SUPPLIED RECORDS »
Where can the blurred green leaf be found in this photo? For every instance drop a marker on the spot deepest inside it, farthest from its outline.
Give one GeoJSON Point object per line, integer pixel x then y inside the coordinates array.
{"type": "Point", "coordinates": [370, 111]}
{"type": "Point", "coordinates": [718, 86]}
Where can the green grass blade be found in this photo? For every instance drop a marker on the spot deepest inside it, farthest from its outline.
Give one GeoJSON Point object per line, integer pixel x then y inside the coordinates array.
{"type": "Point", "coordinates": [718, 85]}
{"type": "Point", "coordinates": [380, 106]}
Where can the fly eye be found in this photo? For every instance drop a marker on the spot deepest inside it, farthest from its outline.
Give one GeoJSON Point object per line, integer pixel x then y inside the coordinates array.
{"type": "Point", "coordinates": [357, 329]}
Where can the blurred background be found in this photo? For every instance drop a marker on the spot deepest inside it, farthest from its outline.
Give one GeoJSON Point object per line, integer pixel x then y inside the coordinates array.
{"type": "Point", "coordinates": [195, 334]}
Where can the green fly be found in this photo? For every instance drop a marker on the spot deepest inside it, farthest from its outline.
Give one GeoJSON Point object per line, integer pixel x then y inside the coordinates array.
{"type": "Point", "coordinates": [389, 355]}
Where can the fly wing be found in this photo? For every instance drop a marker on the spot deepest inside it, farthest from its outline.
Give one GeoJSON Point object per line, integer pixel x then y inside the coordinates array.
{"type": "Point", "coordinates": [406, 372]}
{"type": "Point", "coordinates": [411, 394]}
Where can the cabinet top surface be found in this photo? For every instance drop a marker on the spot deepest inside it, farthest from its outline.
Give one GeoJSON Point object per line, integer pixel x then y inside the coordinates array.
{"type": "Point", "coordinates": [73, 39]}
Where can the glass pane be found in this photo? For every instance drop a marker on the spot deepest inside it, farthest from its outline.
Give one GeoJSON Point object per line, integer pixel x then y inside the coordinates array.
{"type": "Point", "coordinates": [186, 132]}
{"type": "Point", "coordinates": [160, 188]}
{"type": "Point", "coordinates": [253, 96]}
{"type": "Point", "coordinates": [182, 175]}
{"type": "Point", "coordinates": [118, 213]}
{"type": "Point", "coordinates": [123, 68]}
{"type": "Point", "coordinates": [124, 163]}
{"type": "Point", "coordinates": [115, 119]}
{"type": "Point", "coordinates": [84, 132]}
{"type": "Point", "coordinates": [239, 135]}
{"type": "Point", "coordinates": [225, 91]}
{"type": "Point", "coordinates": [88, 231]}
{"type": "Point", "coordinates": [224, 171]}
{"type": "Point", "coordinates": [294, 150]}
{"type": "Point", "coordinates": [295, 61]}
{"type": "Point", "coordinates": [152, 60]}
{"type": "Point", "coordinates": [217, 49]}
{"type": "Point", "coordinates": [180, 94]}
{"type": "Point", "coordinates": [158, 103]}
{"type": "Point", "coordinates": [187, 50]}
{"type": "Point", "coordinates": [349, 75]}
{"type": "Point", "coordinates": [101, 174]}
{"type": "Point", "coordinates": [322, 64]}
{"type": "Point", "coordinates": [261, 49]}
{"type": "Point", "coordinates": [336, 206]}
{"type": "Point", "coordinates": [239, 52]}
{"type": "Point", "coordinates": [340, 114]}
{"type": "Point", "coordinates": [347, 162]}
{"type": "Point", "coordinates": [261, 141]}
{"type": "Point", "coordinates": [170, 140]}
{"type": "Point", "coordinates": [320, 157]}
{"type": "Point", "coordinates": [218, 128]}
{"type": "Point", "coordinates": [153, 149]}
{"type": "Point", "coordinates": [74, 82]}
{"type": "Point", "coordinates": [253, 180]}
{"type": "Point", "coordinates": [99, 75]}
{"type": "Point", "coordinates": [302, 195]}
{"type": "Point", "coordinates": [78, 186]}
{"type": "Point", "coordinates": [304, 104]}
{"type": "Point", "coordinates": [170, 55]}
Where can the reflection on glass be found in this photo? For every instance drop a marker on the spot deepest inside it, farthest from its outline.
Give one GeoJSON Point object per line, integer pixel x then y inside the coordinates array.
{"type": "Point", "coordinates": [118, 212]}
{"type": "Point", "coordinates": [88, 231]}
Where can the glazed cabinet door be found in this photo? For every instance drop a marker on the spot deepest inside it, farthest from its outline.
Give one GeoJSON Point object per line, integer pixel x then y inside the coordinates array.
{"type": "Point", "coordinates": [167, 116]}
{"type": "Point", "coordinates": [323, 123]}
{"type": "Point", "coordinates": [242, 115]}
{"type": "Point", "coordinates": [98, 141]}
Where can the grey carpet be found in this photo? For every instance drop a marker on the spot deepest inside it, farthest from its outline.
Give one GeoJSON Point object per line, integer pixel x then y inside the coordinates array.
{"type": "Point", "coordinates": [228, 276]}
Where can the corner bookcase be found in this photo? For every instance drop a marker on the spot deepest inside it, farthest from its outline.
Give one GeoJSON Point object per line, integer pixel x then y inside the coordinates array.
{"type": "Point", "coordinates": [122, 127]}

WHAT IS NEEDED »
Your answer should be all lines from the data that contain "cabinet".

REPLY »
Where can the cabinet top surface be found in this photo? For every instance drop a marker on the spot deepest inside it, farthest from its outline.
Where can the glazed cabinet door be found in this photo? For every instance drop a marker on the spot deepest inside it, farthest from its outline.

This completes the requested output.